▶ [Written problem]
Write out, unchanged, the lines from the one holding "Where can you spot the child's sneaker" to the close of the listing. Both the first and last lines belong in it.

Records from a point labeling set:

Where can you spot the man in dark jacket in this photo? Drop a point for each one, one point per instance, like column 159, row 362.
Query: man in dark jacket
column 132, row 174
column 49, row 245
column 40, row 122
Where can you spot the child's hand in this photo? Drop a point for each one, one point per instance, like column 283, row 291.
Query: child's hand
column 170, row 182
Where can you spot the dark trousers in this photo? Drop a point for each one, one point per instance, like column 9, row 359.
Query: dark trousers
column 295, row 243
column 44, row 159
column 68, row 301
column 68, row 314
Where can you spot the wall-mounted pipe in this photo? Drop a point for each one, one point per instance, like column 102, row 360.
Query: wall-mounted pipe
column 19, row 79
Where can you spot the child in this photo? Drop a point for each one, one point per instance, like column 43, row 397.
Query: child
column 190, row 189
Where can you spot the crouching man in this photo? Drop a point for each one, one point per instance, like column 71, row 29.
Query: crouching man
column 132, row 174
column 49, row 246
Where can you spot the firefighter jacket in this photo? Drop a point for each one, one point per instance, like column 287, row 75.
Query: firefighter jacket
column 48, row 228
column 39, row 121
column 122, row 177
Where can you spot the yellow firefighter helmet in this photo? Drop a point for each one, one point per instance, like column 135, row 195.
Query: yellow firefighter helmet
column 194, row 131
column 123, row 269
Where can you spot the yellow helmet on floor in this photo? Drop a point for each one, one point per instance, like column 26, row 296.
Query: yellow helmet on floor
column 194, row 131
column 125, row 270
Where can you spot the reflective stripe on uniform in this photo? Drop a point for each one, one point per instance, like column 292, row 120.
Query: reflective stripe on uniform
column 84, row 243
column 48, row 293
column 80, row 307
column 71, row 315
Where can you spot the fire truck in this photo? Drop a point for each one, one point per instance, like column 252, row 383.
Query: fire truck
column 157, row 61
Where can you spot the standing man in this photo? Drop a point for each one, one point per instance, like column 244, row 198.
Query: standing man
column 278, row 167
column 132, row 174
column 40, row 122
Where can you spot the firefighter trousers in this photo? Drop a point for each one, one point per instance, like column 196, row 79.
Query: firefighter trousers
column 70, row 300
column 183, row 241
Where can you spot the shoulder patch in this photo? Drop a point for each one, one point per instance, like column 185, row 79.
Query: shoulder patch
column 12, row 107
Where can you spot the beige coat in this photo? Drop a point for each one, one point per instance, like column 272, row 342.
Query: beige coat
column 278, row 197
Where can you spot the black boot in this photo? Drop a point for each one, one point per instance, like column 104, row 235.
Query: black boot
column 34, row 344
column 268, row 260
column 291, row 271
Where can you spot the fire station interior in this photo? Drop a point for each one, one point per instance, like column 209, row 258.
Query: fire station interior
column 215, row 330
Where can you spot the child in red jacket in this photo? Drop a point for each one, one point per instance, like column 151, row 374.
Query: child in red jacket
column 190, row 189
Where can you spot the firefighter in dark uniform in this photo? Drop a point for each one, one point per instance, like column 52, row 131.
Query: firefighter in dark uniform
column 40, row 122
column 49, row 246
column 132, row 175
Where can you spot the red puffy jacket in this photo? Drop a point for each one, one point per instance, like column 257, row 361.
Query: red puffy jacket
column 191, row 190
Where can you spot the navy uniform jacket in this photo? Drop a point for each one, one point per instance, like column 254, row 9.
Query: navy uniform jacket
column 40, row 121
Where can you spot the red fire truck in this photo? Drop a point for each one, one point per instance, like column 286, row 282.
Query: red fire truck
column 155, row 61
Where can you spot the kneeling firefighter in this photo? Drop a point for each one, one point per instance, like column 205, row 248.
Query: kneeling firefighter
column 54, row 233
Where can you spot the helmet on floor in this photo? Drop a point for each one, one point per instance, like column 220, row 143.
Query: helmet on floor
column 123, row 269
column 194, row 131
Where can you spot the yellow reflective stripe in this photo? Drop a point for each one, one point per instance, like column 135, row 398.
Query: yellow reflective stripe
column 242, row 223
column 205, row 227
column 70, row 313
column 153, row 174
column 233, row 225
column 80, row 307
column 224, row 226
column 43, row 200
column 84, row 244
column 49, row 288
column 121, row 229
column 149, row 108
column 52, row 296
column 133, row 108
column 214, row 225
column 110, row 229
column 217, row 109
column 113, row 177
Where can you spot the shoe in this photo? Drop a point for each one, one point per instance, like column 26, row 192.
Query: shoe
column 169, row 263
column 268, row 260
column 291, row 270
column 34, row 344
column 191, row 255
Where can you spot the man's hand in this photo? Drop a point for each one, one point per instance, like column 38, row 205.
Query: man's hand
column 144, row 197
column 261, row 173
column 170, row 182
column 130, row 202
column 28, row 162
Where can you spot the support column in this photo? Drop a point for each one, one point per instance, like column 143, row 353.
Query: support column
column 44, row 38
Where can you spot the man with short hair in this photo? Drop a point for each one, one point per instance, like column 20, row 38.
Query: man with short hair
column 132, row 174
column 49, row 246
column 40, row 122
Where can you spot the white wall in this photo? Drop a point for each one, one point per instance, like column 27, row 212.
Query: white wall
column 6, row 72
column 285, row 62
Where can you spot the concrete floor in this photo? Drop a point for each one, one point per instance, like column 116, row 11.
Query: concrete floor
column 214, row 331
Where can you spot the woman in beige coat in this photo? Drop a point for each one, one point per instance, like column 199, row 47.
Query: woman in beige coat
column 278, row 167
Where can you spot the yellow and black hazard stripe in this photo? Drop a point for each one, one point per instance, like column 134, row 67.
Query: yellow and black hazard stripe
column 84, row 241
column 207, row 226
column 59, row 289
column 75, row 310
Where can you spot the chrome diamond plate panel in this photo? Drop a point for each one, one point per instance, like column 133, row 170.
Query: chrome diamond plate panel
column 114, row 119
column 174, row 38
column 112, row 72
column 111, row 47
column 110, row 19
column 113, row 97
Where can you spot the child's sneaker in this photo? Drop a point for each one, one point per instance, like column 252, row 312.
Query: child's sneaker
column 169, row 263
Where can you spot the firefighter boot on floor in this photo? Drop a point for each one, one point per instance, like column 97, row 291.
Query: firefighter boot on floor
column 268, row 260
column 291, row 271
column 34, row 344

▶ [Finished answer]
Where can you spot the child's sneaker in this photo? Drop a point for each one, one point per instance, like column 252, row 312.
Query: child's sneaker
column 169, row 263
Where can you spot the firefighter boot on floor in this photo? Drop a point for each one, one point per instance, like column 97, row 291.
Query: firefighter boot on floor
column 268, row 260
column 291, row 271
column 34, row 344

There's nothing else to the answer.